* _EXERCISE DETAILS_: Records follow. Copy every line with "shrub".
>>
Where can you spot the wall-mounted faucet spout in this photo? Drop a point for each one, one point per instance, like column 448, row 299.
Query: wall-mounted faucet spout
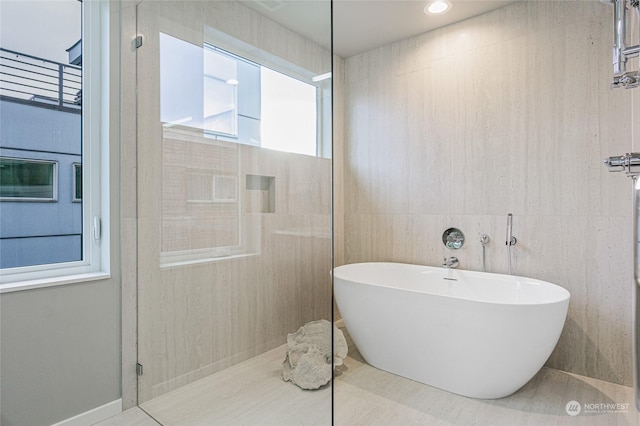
column 621, row 53
column 451, row 263
column 511, row 240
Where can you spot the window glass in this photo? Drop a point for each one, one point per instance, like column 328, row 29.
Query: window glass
column 49, row 227
column 27, row 180
column 77, row 182
column 235, row 99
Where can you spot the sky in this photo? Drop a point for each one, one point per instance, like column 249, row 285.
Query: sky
column 43, row 28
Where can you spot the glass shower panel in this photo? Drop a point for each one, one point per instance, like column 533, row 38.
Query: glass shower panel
column 234, row 233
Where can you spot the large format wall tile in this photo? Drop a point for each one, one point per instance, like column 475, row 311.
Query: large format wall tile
column 510, row 111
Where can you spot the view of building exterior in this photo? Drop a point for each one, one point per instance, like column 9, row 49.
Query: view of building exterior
column 40, row 159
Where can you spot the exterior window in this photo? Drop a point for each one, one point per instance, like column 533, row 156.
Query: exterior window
column 28, row 180
column 235, row 99
column 77, row 182
column 220, row 93
column 47, row 134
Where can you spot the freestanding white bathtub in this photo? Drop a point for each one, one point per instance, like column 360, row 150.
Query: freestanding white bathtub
column 475, row 334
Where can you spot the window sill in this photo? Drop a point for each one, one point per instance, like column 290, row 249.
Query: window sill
column 52, row 281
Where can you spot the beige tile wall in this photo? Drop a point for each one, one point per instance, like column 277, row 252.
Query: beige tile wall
column 510, row 111
column 196, row 319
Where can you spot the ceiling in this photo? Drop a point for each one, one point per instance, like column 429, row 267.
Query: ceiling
column 361, row 25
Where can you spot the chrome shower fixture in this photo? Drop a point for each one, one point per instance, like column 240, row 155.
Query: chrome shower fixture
column 628, row 163
column 621, row 53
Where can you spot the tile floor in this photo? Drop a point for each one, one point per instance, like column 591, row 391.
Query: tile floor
column 252, row 393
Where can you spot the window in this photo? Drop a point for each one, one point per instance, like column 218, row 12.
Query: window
column 59, row 236
column 235, row 99
column 28, row 180
column 77, row 182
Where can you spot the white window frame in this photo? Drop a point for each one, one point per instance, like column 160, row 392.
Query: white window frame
column 95, row 137
column 54, row 182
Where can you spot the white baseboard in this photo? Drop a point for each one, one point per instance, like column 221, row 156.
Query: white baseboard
column 94, row 416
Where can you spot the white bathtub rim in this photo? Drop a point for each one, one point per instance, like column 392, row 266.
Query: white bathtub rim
column 562, row 294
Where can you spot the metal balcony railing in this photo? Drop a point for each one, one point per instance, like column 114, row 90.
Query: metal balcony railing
column 40, row 82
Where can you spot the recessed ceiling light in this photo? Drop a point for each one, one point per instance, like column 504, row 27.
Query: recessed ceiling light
column 437, row 7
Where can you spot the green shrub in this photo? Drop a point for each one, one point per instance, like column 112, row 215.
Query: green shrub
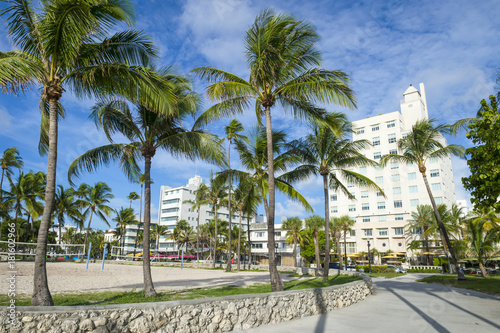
<<
* _EXERCISE RESPONSE_:
Where can you spot the green shrub in this photo? Drop a point for each one, one point per instance, like column 112, row 215.
Query: green shrub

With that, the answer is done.